[What you should do] List every line in the rows below that contains the word "wristband", treating uppercase and lowercase as different.

[Task material]
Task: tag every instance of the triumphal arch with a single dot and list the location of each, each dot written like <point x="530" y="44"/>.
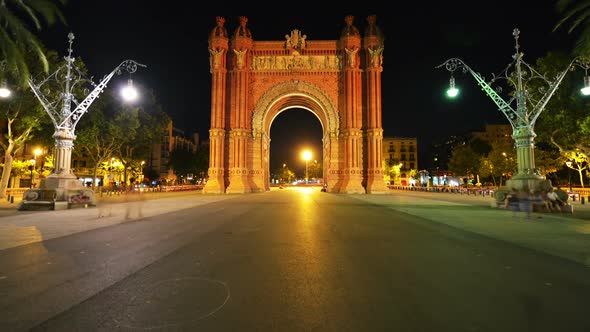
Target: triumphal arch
<point x="337" y="80"/>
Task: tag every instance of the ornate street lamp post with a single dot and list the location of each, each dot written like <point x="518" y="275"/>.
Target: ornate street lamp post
<point x="65" y="113"/>
<point x="523" y="118"/>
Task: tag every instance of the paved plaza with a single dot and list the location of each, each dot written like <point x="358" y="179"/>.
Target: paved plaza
<point x="560" y="234"/>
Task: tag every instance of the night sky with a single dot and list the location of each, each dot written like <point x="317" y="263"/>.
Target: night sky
<point x="172" y="42"/>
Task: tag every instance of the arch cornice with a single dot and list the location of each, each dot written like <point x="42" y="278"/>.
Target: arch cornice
<point x="295" y="93"/>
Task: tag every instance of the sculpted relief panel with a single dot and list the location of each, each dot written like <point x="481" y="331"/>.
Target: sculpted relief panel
<point x="296" y="62"/>
<point x="262" y="82"/>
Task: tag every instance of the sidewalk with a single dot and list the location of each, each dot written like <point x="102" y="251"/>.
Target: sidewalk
<point x="24" y="227"/>
<point x="559" y="234"/>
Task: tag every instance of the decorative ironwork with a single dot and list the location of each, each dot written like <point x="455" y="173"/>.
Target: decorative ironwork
<point x="517" y="75"/>
<point x="66" y="78"/>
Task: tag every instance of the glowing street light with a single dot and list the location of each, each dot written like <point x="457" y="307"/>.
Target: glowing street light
<point x="4" y="90"/>
<point x="65" y="114"/>
<point x="129" y="93"/>
<point x="523" y="117"/>
<point x="307" y="157"/>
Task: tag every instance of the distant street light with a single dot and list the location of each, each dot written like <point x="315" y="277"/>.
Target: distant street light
<point x="31" y="168"/>
<point x="65" y="118"/>
<point x="4" y="90"/>
<point x="307" y="157"/>
<point x="569" y="173"/>
<point x="521" y="119"/>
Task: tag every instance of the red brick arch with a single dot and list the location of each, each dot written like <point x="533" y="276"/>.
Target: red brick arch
<point x="253" y="81"/>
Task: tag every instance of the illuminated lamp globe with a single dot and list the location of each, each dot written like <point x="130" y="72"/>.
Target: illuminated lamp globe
<point x="129" y="93"/>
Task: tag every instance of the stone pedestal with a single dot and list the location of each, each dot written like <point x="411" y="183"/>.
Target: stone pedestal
<point x="58" y="191"/>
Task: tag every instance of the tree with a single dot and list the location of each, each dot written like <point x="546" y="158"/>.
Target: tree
<point x="18" y="43"/>
<point x="464" y="161"/>
<point x="183" y="162"/>
<point x="97" y="136"/>
<point x="565" y="122"/>
<point x="499" y="162"/>
<point x="24" y="116"/>
<point x="139" y="127"/>
<point x="576" y="14"/>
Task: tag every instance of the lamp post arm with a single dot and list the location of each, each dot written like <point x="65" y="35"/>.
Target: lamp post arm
<point x="504" y="107"/>
<point x="76" y="115"/>
<point x="540" y="106"/>
<point x="49" y="107"/>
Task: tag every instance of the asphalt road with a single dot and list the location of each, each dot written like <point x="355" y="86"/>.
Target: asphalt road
<point x="289" y="260"/>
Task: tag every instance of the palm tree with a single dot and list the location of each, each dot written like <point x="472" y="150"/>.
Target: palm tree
<point x="576" y="13"/>
<point x="16" y="37"/>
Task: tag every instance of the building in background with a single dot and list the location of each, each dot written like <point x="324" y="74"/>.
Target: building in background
<point x="402" y="151"/>
<point x="172" y="139"/>
<point x="495" y="133"/>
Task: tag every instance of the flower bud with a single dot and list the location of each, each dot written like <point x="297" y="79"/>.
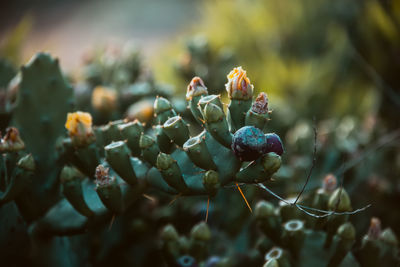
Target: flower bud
<point x="11" y="141"/>
<point x="196" y="88"/>
<point x="260" y="105"/>
<point x="161" y="104"/>
<point x="239" y="86"/>
<point x="375" y="229"/>
<point x="102" y="176"/>
<point x="104" y="99"/>
<point x="79" y="126"/>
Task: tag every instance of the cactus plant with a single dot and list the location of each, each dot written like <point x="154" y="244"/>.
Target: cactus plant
<point x="85" y="190"/>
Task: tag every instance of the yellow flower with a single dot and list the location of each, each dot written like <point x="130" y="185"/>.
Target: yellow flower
<point x="79" y="123"/>
<point x="104" y="99"/>
<point x="239" y="86"/>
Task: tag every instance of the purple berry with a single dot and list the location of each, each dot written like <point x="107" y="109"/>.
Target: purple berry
<point x="274" y="144"/>
<point x="249" y="143"/>
<point x="186" y="261"/>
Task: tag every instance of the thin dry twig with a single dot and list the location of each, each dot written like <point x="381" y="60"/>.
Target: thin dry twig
<point x="312" y="165"/>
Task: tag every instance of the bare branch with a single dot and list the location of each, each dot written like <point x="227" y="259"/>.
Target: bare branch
<point x="313" y="163"/>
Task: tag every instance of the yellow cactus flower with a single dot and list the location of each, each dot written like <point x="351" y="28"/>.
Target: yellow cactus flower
<point x="79" y="126"/>
<point x="239" y="86"/>
<point x="104" y="99"/>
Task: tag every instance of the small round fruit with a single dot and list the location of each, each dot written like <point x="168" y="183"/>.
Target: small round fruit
<point x="249" y="143"/>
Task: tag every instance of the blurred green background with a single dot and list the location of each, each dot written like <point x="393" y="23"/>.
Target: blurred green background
<point x="335" y="61"/>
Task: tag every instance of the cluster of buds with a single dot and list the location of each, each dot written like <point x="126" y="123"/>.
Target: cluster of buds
<point x="102" y="175"/>
<point x="79" y="126"/>
<point x="11" y="141"/>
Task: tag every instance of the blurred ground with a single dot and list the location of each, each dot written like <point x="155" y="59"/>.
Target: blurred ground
<point x="68" y="28"/>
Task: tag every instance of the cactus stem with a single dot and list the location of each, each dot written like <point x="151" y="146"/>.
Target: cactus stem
<point x="245" y="200"/>
<point x="208" y="206"/>
<point x="111" y="222"/>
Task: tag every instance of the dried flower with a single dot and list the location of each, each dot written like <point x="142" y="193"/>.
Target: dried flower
<point x="239" y="86"/>
<point x="195" y="88"/>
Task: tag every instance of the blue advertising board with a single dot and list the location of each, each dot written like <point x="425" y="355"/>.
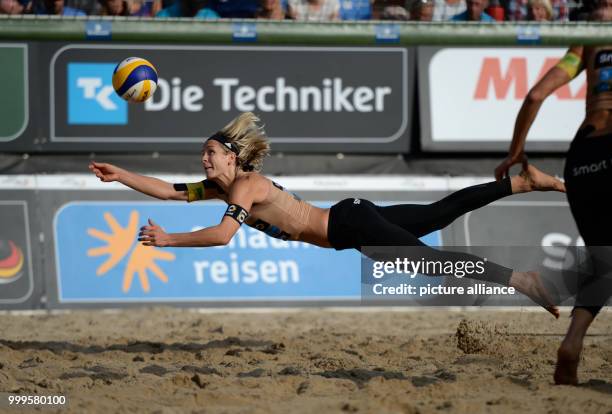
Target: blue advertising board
<point x="99" y="259"/>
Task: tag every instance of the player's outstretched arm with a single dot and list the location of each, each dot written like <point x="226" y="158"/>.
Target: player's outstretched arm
<point x="567" y="69"/>
<point x="244" y="192"/>
<point x="151" y="186"/>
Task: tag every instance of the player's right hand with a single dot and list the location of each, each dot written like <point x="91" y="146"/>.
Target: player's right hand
<point x="105" y="172"/>
<point x="503" y="169"/>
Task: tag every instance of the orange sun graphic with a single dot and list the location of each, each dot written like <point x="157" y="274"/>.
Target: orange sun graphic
<point x="118" y="245"/>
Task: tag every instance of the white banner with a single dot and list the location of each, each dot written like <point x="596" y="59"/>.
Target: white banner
<point x="475" y="95"/>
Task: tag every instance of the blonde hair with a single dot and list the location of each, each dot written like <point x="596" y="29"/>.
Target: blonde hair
<point x="250" y="139"/>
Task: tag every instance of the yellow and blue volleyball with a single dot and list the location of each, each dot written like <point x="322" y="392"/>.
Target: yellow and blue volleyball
<point x="135" y="79"/>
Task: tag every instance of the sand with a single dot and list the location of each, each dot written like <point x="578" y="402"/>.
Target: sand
<point x="166" y="360"/>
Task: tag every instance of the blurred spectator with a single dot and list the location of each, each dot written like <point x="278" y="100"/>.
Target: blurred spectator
<point x="188" y="8"/>
<point x="394" y="13"/>
<point x="10" y="7"/>
<point x="235" y="9"/>
<point x="314" y="10"/>
<point x="601" y="10"/>
<point x="356" y="9"/>
<point x="56" y="7"/>
<point x="90" y="7"/>
<point x="539" y="10"/>
<point x="270" y="9"/>
<point x="447" y="9"/>
<point x="519" y="10"/>
<point x="474" y="12"/>
<point x="421" y="10"/>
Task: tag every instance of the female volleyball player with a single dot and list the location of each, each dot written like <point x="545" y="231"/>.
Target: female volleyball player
<point x="231" y="158"/>
<point x="587" y="173"/>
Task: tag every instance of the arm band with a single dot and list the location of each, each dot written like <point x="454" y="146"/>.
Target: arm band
<point x="237" y="213"/>
<point x="197" y="191"/>
<point x="571" y="63"/>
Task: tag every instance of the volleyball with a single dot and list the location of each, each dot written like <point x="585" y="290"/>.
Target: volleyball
<point x="135" y="79"/>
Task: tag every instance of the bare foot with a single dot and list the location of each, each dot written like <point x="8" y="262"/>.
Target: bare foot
<point x="566" y="372"/>
<point x="540" y="181"/>
<point x="529" y="284"/>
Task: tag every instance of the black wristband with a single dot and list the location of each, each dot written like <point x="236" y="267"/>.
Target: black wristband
<point x="237" y="213"/>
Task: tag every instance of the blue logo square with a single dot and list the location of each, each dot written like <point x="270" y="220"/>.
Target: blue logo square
<point x="91" y="97"/>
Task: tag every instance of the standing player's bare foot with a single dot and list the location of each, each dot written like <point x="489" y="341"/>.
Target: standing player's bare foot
<point x="535" y="180"/>
<point x="530" y="285"/>
<point x="566" y="371"/>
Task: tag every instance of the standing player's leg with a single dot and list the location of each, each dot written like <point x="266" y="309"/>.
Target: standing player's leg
<point x="586" y="190"/>
<point x="367" y="227"/>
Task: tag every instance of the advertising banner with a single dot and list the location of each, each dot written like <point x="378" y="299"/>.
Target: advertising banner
<point x="470" y="97"/>
<point x="16" y="255"/>
<point x="350" y="99"/>
<point x="14" y="100"/>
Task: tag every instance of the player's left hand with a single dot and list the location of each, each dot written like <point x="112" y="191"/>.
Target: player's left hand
<point x="153" y="235"/>
<point x="503" y="169"/>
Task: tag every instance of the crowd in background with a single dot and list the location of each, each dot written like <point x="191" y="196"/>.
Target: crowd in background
<point x="314" y="10"/>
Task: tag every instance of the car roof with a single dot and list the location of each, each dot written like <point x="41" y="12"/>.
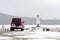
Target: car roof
<point x="16" y="18"/>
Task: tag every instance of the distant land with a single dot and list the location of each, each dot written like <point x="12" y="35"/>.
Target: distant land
<point x="6" y="19"/>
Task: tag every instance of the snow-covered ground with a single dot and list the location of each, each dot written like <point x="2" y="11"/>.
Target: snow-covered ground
<point x="36" y="34"/>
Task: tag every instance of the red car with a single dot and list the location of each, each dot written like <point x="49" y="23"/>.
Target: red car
<point x="17" y="23"/>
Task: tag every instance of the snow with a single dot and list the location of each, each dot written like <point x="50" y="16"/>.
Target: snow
<point x="36" y="34"/>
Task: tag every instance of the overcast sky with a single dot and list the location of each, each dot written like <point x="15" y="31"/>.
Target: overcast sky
<point x="47" y="9"/>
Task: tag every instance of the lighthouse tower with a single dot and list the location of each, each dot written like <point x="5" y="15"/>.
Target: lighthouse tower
<point x="38" y="21"/>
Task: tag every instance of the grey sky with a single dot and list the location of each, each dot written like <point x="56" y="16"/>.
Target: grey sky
<point x="47" y="9"/>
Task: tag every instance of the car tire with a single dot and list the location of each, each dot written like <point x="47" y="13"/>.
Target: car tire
<point x="11" y="29"/>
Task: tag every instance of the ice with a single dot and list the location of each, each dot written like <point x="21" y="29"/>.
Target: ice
<point x="36" y="34"/>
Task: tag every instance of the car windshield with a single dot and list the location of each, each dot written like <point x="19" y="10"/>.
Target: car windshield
<point x="16" y="20"/>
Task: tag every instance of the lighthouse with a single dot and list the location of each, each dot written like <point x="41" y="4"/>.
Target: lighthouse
<point x="38" y="21"/>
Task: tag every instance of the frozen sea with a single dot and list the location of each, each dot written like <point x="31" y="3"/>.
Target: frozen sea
<point x="37" y="34"/>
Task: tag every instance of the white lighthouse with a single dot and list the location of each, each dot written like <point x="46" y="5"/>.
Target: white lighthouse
<point x="38" y="21"/>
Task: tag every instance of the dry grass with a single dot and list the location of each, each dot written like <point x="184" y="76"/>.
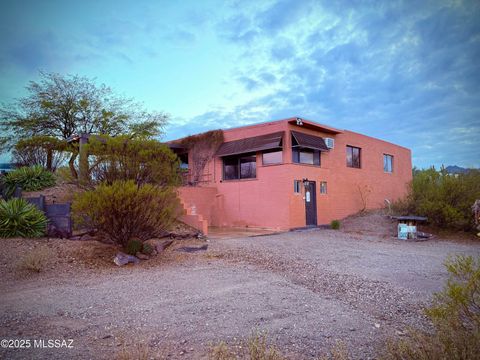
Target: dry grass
<point x="338" y="352"/>
<point x="256" y="347"/>
<point x="139" y="351"/>
<point x="35" y="260"/>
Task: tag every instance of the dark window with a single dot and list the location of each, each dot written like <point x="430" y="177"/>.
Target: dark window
<point x="353" y="156"/>
<point x="387" y="163"/>
<point x="296" y="186"/>
<point x="183" y="160"/>
<point x="323" y="187"/>
<point x="301" y="155"/>
<point x="272" y="157"/>
<point x="230" y="168"/>
<point x="239" y="167"/>
<point x="306" y="156"/>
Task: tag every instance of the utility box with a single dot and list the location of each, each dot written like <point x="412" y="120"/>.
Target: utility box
<point x="406" y="232"/>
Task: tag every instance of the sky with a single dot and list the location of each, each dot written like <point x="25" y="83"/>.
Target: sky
<point x="407" y="72"/>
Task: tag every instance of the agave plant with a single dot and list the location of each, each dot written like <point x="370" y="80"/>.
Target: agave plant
<point x="31" y="178"/>
<point x="19" y="218"/>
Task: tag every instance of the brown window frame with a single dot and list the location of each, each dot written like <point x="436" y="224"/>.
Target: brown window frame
<point x="351" y="163"/>
<point x="385" y="168"/>
<point x="238" y="159"/>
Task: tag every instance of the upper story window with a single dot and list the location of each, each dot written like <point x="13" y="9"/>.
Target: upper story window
<point x="303" y="155"/>
<point x="297" y="186"/>
<point x="353" y="156"/>
<point x="323" y="187"/>
<point x="183" y="160"/>
<point x="387" y="163"/>
<point x="239" y="167"/>
<point x="272" y="157"/>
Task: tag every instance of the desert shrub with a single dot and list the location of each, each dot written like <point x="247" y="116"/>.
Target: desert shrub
<point x="141" y="160"/>
<point x="444" y="198"/>
<point x="335" y="224"/>
<point x="18" y="218"/>
<point x="31" y="178"/>
<point x="124" y="210"/>
<point x="134" y="246"/>
<point x="35" y="260"/>
<point x="455" y="314"/>
<point x="147" y="249"/>
<point x="64" y="174"/>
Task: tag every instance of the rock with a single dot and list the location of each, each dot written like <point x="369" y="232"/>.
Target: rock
<point x="158" y="244"/>
<point x="191" y="249"/>
<point x="122" y="259"/>
<point x="142" y="256"/>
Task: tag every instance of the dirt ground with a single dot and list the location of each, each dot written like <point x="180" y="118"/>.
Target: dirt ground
<point x="307" y="289"/>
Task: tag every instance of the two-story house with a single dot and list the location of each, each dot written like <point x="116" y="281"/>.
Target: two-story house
<point x="292" y="173"/>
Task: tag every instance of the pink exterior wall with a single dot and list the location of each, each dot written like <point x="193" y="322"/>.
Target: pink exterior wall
<point x="269" y="200"/>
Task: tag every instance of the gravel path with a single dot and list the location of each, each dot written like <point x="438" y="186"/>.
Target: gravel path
<point x="307" y="289"/>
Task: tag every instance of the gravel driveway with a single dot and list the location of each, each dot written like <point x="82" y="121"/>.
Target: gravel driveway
<point x="307" y="289"/>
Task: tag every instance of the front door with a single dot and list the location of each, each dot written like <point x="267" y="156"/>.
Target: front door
<point x="311" y="204"/>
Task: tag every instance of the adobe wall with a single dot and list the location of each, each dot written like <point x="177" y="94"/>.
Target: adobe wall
<point x="203" y="198"/>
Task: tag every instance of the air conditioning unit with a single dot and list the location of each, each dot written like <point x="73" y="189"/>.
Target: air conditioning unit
<point x="330" y="142"/>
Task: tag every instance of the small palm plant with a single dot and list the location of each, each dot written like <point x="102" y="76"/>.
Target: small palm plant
<point x="19" y="218"/>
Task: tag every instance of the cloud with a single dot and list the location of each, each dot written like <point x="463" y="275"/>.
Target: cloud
<point x="281" y="14"/>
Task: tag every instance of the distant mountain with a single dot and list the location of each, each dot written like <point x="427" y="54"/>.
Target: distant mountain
<point x="454" y="169"/>
<point x="7" y="166"/>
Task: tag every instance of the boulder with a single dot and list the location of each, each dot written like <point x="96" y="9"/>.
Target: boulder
<point x="142" y="256"/>
<point x="122" y="259"/>
<point x="159" y="244"/>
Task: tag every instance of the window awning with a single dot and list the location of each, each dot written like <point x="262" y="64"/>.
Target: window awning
<point x="310" y="141"/>
<point x="253" y="144"/>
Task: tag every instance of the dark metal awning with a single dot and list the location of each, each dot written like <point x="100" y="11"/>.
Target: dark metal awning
<point x="310" y="141"/>
<point x="253" y="144"/>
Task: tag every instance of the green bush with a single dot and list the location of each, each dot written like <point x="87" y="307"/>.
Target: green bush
<point x="18" y="218"/>
<point x="134" y="246"/>
<point x="141" y="160"/>
<point x="335" y="224"/>
<point x="455" y="314"/>
<point x="147" y="249"/>
<point x="445" y="199"/>
<point x="31" y="178"/>
<point x="123" y="210"/>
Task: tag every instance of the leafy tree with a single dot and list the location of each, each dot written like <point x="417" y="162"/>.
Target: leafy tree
<point x="61" y="106"/>
<point x="455" y="316"/>
<point x="444" y="198"/>
<point x="46" y="151"/>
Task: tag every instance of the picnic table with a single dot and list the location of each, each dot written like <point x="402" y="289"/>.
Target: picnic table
<point x="407" y="226"/>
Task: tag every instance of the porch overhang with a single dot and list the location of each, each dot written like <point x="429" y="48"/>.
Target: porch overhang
<point x="252" y="144"/>
<point x="310" y="141"/>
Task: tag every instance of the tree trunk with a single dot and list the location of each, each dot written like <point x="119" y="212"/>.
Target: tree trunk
<point x="49" y="159"/>
<point x="71" y="164"/>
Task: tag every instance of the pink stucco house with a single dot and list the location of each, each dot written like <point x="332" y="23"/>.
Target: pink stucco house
<point x="292" y="173"/>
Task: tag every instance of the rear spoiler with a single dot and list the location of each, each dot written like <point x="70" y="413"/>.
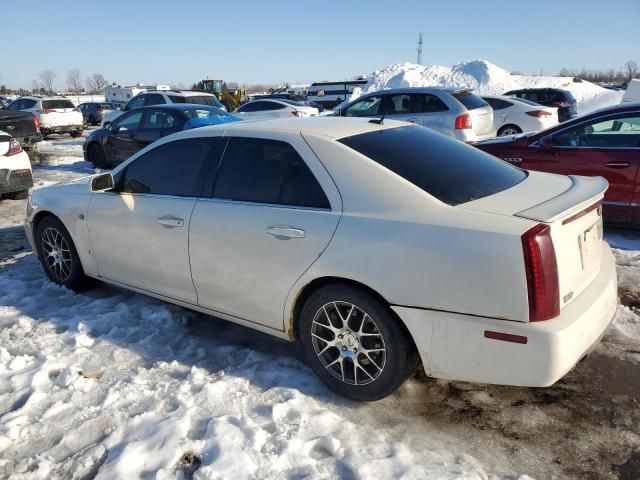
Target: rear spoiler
<point x="583" y="192"/>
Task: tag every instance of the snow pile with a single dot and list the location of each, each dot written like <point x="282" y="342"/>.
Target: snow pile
<point x="486" y="79"/>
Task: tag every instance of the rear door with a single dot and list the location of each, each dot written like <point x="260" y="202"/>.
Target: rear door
<point x="603" y="147"/>
<point x="267" y="220"/>
<point x="121" y="142"/>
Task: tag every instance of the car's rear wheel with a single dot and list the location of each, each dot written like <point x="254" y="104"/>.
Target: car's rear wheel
<point x="58" y="255"/>
<point x="97" y="156"/>
<point x="509" y="130"/>
<point x="354" y="343"/>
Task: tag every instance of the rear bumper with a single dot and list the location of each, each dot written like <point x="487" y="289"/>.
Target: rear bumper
<point x="453" y="346"/>
<point x="15" y="180"/>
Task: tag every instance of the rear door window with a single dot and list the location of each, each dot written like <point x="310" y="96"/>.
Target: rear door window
<point x="267" y="171"/>
<point x="449" y="170"/>
<point x="470" y="100"/>
<point x="366" y="107"/>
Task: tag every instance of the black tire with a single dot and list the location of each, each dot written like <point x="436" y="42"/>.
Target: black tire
<point x="509" y="130"/>
<point x="97" y="156"/>
<point x="20" y="195"/>
<point x="380" y="373"/>
<point x="69" y="271"/>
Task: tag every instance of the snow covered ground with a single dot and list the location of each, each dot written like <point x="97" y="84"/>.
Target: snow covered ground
<point x="112" y="384"/>
<point x="486" y="79"/>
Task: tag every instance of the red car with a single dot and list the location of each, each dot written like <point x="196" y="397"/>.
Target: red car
<point x="603" y="143"/>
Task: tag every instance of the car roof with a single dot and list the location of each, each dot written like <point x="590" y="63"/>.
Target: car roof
<point x="331" y="127"/>
<point x="178" y="106"/>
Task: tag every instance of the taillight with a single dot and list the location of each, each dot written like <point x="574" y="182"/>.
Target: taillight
<point x="14" y="147"/>
<point x="538" y="113"/>
<point x="463" y="122"/>
<point x="541" y="270"/>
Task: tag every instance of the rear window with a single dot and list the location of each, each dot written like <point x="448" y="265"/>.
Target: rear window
<point x="470" y="100"/>
<point x="447" y="169"/>
<point x="52" y="104"/>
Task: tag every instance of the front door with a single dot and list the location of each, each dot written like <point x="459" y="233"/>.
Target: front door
<point x="268" y="219"/>
<point x="140" y="231"/>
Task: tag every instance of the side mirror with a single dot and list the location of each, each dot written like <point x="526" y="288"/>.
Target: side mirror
<point x="546" y="142"/>
<point x="104" y="181"/>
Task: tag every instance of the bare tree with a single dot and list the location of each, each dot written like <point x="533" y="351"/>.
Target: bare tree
<point x="46" y="80"/>
<point x="631" y="68"/>
<point x="96" y="83"/>
<point x="74" y="80"/>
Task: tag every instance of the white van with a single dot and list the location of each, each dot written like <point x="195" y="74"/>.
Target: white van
<point x="633" y="91"/>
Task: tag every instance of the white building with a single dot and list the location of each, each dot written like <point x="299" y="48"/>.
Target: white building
<point x="119" y="94"/>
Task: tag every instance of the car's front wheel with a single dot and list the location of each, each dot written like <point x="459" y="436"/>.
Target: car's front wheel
<point x="354" y="343"/>
<point x="58" y="254"/>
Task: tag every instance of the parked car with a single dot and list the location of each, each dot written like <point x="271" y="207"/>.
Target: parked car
<point x="605" y="143"/>
<point x="93" y="112"/>
<point x="262" y="109"/>
<point x="457" y="113"/>
<point x="563" y="100"/>
<point x="160" y="97"/>
<point x="281" y="226"/>
<point x="54" y="114"/>
<point x="15" y="169"/>
<point x="23" y="126"/>
<point x="118" y="140"/>
<point x="513" y="115"/>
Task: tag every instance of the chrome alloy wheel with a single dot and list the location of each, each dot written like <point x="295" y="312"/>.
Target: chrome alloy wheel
<point x="348" y="343"/>
<point x="56" y="253"/>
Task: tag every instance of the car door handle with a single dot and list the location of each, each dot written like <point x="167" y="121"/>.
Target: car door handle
<point x="285" y="231"/>
<point x="617" y="164"/>
<point x="171" y="222"/>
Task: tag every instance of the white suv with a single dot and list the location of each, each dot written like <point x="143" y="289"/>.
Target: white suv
<point x="54" y="114"/>
<point x="160" y="97"/>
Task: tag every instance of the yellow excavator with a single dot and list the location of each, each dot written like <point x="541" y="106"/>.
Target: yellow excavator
<point x="231" y="98"/>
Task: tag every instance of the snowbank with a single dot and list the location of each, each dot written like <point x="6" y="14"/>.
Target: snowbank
<point x="486" y="79"/>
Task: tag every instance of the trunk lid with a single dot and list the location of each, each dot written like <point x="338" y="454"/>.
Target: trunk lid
<point x="571" y="206"/>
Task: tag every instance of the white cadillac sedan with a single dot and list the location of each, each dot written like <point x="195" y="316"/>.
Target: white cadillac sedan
<point x="373" y="244"/>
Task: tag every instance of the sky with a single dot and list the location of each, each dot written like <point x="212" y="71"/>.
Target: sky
<point x="258" y="42"/>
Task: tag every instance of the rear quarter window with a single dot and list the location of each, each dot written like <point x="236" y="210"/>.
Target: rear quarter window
<point x="447" y="169"/>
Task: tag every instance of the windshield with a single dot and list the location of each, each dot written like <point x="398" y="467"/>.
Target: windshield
<point x="447" y="169"/>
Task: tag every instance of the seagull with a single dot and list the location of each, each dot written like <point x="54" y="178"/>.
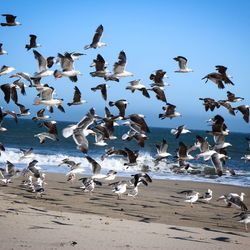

[Right answer]
Task: tag every instance of the black wristband with a single dot and list the location of each, each dot written like <point x="236" y="267"/>.
Target: black wristband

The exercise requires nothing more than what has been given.